Chiara Gamberale in questo romanzo si mette completamente a nudo scandagliando fino all'ultima goccia emozioni, paure, fragilità e cambiamenti vissuti durante il periodo difficile di totale chiusura ed isolamento che noi tutti abbiamo sperimentato a causa dell'ondata pandemica.

Ed è strano come i "fuori di testa" le persone che nella loro esistenza di tutti i giorni si sentono strette  "Come il mare in un bicchiere"  barricate nei loro pensieri o nelle loro emozioni esagerate, soggetti disadattati che nella "normalità" fanno fatica a vivere, al contrario è per assurdo proprio in questo mondo "malato" che riescono finalmente a sentirsi meglio forse perché costretti da regolamenti, restrizioni e limitazioni che li rassicura e che li accomuna a tutto il resto del mondo.

## DATI DA ANALIZZARE:
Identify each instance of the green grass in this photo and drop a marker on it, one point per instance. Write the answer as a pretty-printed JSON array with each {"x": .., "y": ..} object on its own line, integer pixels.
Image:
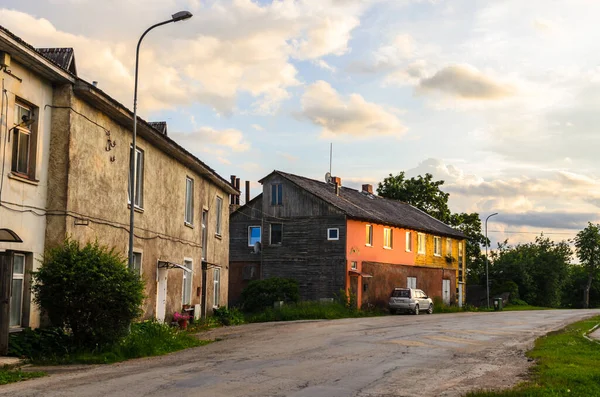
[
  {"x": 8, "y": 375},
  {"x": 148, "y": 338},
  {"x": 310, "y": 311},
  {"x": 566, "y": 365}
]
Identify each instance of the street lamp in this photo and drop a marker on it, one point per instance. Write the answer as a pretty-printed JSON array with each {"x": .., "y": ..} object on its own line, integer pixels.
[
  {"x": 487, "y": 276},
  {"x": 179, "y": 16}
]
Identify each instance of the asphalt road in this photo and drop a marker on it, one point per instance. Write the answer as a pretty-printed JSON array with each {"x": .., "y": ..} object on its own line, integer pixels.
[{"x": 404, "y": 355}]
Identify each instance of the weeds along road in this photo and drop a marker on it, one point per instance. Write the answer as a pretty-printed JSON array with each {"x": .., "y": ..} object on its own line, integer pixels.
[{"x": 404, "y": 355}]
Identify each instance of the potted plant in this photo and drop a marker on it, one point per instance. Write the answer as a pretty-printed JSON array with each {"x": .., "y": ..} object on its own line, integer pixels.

## COMPITO 1:
Secondo il testo di partenza, l'autrice scandaglia alcuni aspetti vissuti durante il periodo di chiusura e isolamento. Elencali tutti.
## COMPITO 2:
Rispondi alle domande seguenti in base al testo di partenza, una risposta per riga con la stessa lettera.
(a) Chi ha scritto il romanzo?
(b) Quale fenomeno ha causato il periodo di totale chiusura e isolamento?
(c) Con quale espressione tra virgolette viene descritto il modo in cui si sentono strette alcune persone nella vita di tutti i giorni?
## COMPITO 3:
Riporta tutto il testo di partenza a partire da "Chiara Gamberale in" fino a "causa dell'ondata pandemica.".

## RISPOSTA SCRITTA 1:
emozioni
paure
fragilità
cambiamenti

## RISPOSTA SCRITTA 2:
(a) Chiara Gamberale.
(b) L'ondata pandemica.
(c) "Come il mare in un bicchiere".

## RISPOSTA SCRITTA 3:
Chiara Gamberale in questo romanzo si mette completamente a nudo scandagliando fino all'ultima goccia emozioni, paure, fragilità e cambiamenti vissuti durante il periodo difficile di totale chiusura ed isolamento che noi tutti abbiamo sperimentato a causa dell'ondata pandemica.